* [ASSIGNMENT] Check every line of the records below for the string "tall" and copy the ones that have it.

++++ INFORMATION SHOWN

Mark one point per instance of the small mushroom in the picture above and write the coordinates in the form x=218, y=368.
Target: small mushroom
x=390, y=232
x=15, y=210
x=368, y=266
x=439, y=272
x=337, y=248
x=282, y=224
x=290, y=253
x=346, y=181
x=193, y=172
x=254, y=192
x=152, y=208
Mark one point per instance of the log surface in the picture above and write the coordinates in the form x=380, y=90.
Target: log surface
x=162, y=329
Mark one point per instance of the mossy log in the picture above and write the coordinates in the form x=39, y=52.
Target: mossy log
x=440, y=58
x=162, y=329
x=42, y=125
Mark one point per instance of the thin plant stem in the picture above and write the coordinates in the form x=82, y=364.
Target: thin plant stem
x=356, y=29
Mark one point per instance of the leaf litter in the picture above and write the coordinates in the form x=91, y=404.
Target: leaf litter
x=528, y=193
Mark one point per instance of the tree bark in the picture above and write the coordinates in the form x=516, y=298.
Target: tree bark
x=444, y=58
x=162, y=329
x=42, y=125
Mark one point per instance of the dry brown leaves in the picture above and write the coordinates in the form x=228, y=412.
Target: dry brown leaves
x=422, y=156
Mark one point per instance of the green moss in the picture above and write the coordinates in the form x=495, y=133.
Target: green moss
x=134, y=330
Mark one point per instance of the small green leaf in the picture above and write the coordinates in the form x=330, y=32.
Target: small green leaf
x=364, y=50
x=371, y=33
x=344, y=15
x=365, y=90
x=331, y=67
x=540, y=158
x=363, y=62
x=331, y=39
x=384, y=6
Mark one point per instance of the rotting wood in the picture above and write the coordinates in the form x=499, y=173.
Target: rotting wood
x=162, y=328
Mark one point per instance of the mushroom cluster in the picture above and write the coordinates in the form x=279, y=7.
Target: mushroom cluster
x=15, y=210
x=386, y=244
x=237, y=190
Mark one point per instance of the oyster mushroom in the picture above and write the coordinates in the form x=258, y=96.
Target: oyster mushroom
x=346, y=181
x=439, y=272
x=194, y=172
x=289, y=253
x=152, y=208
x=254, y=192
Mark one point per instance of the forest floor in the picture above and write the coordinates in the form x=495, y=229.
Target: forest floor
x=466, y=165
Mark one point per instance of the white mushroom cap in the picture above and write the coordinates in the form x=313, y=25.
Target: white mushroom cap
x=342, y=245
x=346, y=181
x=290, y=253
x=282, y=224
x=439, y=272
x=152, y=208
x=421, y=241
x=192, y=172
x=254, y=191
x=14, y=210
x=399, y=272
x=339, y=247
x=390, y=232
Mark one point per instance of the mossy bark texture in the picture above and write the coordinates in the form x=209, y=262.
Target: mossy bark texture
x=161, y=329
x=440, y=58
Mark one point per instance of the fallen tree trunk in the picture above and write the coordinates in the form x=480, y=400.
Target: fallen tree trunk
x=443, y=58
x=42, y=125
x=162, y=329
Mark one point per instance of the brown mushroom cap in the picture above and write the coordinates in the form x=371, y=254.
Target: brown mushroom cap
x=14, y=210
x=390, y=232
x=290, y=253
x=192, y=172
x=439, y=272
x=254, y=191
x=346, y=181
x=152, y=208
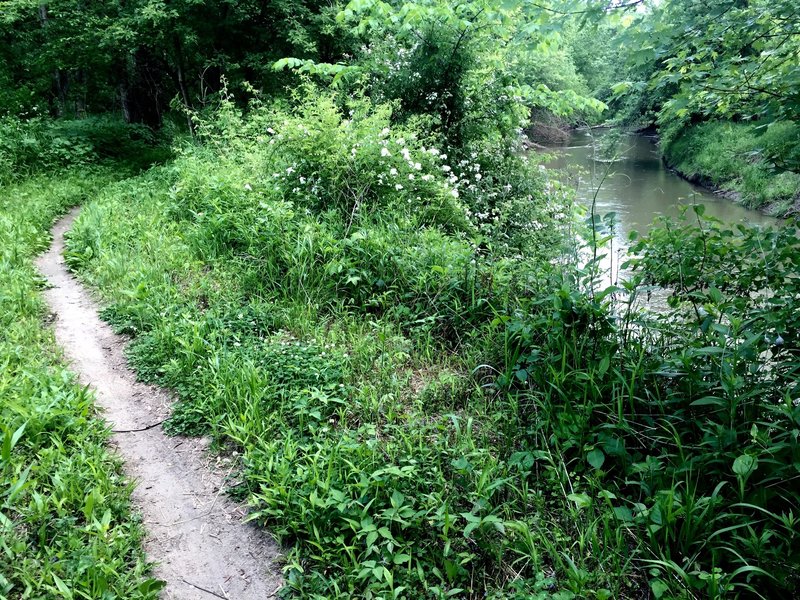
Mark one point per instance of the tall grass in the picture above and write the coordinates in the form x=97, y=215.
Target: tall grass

++++++++

* [EXERCISE SOLUTION]
Mark one point per instance of the tall grass in the picture above and write the coordinates in the form x=97, y=215.
Target: tall grass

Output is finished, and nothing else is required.